==== Lesetext ====

Erstmals konnten Forscher einen Nachweis erbringen, wie Gene in Influenza-A-Viren an- und abgeschaltet werden. Das Muster ähnelt dem epigenetischen Code bei Menschen und bietet einen potenziellen Angriffspunkt für neue Therapien. Die Ergebnisse wurden in Nature Communications veröffentlicht.
In menschlichen Zellen ist das Erbgut um spezielle Histon-Proteine gewickelt. Durch Veränderungen an diesen Histonen können gezielt Gene an- oder abgeschaltet werden. Anders als das Erbgut lassen sich diese Histon-Veränderungen durch Medikamente verändern. Nun zeigt ein Forscherteam des Instituts für Virologie am Universitätsklinikum Freiburg gemeinsam mit intnernationalen Kollegen im Fachmagazin Nature Communications, dass es einen solchen Histon-ähnlichen Code zur Regulierung des Lesemusters auch bei Viren gibt. Damit erhoffen sich die Forscher, in Zukunft die Vermehrung der Influenza-A-Viren gezielt hemmen und damit schwere Verläufe der Virusinfektion abwenden zu können.

==== Bereitgestelltes Material ====

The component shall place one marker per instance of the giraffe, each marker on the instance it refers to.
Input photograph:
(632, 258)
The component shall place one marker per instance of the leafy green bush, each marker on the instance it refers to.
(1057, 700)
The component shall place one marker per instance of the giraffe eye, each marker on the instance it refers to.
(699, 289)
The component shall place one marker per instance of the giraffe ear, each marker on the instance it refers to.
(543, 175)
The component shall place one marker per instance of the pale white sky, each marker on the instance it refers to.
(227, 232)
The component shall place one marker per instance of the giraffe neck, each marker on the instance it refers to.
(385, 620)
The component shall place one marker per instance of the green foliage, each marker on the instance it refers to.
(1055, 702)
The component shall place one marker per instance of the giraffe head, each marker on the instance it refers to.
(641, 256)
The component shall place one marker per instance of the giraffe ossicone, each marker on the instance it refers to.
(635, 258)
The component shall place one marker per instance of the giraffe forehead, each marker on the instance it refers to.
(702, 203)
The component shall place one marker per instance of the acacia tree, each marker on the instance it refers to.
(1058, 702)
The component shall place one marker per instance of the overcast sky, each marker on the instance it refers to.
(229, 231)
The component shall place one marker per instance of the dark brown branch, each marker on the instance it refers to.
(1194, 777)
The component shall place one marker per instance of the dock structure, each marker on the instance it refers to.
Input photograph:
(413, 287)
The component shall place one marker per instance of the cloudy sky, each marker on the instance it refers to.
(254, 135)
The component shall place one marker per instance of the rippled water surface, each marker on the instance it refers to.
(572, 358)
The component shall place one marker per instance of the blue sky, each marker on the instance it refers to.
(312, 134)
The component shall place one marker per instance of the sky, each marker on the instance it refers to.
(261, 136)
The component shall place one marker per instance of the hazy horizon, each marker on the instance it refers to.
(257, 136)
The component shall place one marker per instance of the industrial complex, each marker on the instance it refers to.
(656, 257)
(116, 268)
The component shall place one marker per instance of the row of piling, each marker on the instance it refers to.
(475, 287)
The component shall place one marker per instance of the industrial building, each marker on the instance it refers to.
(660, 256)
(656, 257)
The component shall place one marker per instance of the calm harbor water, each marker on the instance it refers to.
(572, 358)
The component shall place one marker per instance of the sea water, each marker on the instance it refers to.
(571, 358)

====

- **Ihre Aufgabe**: Übersetzen Sie aus dem Text über Influenza-A-Viren den Satz „Anders als das Erbgut lassen sich diese Histon-Veränderungen durch Medikamente verändern.“ ins Englische. Stützen Sie sich ausschließlich auf den Text.

- **Antwort**: Unlike the genetic material, these histone modifications can be altered by drugs.